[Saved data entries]

# # # #

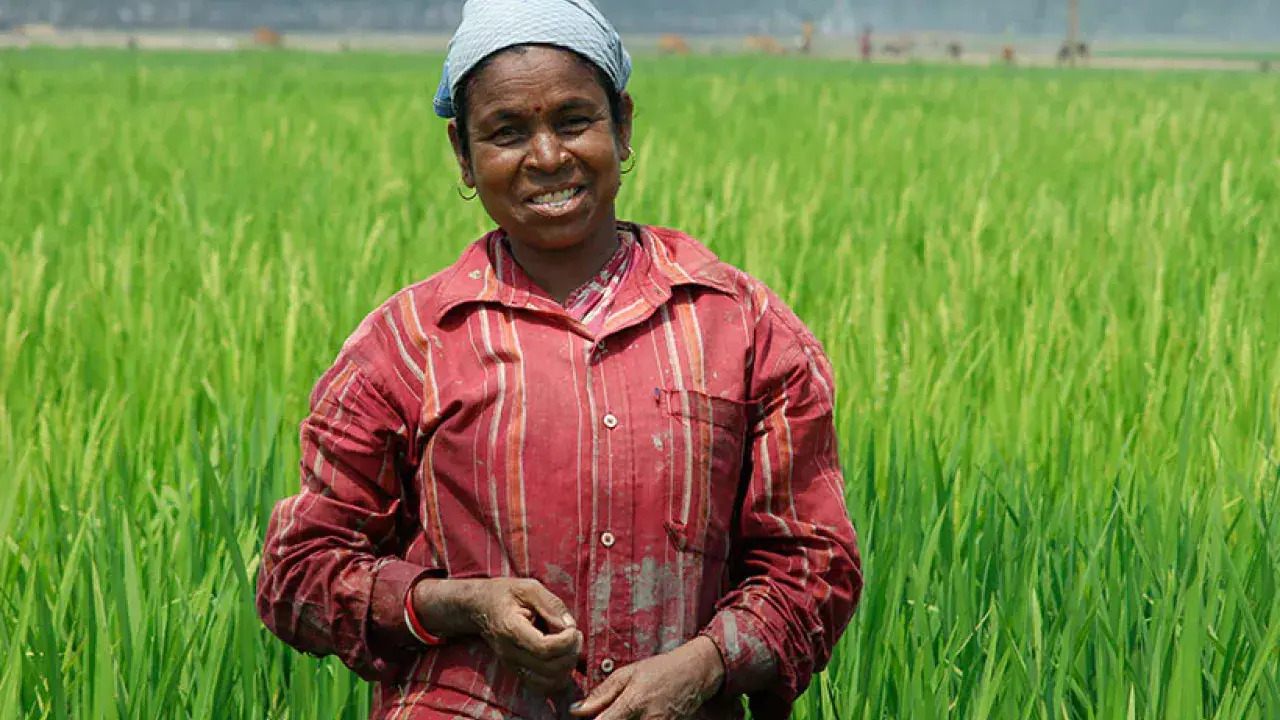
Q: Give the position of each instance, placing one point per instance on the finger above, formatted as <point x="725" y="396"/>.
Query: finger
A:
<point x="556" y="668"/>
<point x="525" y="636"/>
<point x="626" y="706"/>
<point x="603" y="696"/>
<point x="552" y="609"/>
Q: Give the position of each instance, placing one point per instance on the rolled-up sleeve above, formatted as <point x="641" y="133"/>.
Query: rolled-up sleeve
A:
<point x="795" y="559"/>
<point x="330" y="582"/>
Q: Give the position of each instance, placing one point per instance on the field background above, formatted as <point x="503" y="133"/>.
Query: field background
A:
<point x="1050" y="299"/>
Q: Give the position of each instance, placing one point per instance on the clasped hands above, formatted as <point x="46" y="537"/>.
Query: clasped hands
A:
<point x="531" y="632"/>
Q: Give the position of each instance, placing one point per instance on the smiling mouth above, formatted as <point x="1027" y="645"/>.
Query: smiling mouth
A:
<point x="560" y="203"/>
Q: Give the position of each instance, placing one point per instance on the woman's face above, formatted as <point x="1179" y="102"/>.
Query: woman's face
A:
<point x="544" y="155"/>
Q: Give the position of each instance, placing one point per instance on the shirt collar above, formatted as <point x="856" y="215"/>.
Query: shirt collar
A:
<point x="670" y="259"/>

# # # #

» **Directions for this task**
The answer should be all lines from the entries above that hold the word "smiling".

» **Reply to the task**
Q: Give the position of each instance, placing one point per instance on the smiling mouth above, formatted as <point x="1027" y="645"/>.
Query: smiling mouth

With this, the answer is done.